__Written problem__
Reproduce every line of the listing below verbatim, without altering, adding, or omitting anything.
★ ★ ★ ★
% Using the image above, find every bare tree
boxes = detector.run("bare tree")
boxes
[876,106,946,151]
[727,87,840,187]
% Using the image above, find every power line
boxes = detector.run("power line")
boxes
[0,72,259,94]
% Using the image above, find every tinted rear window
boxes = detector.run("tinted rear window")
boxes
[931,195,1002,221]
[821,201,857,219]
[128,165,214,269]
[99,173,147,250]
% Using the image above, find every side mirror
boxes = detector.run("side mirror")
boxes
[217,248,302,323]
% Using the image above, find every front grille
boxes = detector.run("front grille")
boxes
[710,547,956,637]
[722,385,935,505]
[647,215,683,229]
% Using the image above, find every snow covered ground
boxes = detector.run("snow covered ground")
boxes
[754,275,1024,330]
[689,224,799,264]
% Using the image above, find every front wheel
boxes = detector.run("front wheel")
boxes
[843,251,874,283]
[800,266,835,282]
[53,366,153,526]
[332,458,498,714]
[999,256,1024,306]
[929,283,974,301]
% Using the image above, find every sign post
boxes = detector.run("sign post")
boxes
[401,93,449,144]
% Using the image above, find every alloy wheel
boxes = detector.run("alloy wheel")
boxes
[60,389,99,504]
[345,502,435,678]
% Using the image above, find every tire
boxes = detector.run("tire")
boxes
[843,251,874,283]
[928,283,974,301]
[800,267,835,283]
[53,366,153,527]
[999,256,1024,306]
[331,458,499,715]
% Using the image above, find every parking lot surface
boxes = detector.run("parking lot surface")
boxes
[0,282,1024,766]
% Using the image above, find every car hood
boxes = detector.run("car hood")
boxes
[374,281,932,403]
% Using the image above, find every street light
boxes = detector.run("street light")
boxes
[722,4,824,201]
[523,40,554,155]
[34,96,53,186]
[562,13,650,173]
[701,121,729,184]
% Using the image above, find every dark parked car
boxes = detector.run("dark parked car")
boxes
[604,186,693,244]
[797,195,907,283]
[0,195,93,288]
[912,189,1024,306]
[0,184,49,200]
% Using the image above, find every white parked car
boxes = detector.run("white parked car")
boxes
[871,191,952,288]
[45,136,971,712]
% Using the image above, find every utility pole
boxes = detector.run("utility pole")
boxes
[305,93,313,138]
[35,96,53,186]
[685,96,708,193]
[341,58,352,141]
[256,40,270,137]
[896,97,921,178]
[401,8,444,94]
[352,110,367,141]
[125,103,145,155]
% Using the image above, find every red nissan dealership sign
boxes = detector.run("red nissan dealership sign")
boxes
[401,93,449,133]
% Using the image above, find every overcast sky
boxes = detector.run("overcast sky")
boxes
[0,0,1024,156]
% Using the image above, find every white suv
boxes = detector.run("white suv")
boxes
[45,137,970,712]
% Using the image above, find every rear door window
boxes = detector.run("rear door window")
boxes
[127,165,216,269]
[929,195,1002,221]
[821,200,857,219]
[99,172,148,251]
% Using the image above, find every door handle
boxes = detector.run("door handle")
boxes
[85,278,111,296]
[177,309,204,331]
★ ★ ★ ★
__Result__
% Using the image above, find every bare tree
boxes = detector.run("bare tree")
boxes
[876,106,946,151]
[727,87,840,187]
% Using the image above, find every power line
boxes = detector.run("power line")
boxes
[0,72,259,94]
% Using the image above, find every tinted rear window
boxes = detector.run("tinted rear window")
boxes
[931,195,1002,221]
[821,201,857,219]
[128,165,214,269]
[99,173,147,250]
% Using the image above, find every side mirror
boxes = detector.run("side mirror")
boxes
[217,248,302,323]
% Using the image above, find every front grille
boxes = detector.run("front grille")
boxes
[710,547,956,637]
[722,385,935,505]
[647,215,683,229]
% Using the image above, find every snow covered ground
boxes = detector.run("snow covered ground")
boxes
[754,275,1024,330]
[689,224,799,264]
% Using the image above, find every front wheel
boxes = detector.run("front wheel")
boxes
[843,251,874,283]
[800,266,835,282]
[53,366,153,526]
[332,458,498,714]
[999,256,1024,306]
[929,283,974,301]
% Using the image above, find every sign post
boxes = detector.run("sign post")
boxes
[401,93,449,144]
% Using the image above, find every alloy wheel
boxes = detector.run("alloy wheel")
boxes
[60,389,99,504]
[345,502,435,678]
% Using the image above, find every tire
boxes = detector.run("tire")
boxes
[843,251,874,283]
[928,283,974,301]
[800,267,835,283]
[53,366,153,527]
[999,256,1024,306]
[331,458,499,715]
% Using the image above, find every parking lot surface
boxes = detector.run("parking lot surface")
boxes
[0,282,1024,766]
% Using the image above, find every car hood
boxes = detector.run("car hood")
boxes
[374,281,932,403]
% Using the image above, find every street light
boxes = detector.run("street light")
boxes
[722,4,824,201]
[523,40,554,155]
[34,96,53,186]
[562,13,650,173]
[701,121,729,184]
% Using the image above, find every dark parked car
boxes = detector.run("dark parked car")
boxes
[604,186,693,244]
[797,195,907,283]
[0,195,93,288]
[912,189,1024,306]
[0,184,49,200]
% Using the image above, find every white parked car
boxes = detector.run("white parked car")
boxes
[871,191,952,288]
[45,136,971,712]
% Using the image above, find every utility pole
boxes = detector.run("utility pole")
boxes
[305,93,313,138]
[35,96,53,186]
[685,96,708,193]
[341,58,352,141]
[256,40,270,137]
[896,97,921,178]
[401,8,444,94]
[352,110,367,141]
[125,103,145,155]
% Using the image above, find every red nissan dealership sign
boxes = detector.run("red nissan dealership sign")
boxes
[401,93,449,133]
% Using the image above, find every overcast sky
boxes = detector.run("overcast sky")
boxes
[0,0,1024,156]
% Using the image above, find every white suv
boxes = detector.run("white suv")
boxes
[45,137,970,712]
% Using the image above, find every rear door window
boxes = detector.run("rear door window")
boxes
[127,165,216,269]
[929,195,1002,221]
[821,200,857,219]
[99,172,148,251]
% Using the image above, find every door handle
boxes = detector.run("door handle")
boxes
[85,278,111,296]
[177,309,204,331]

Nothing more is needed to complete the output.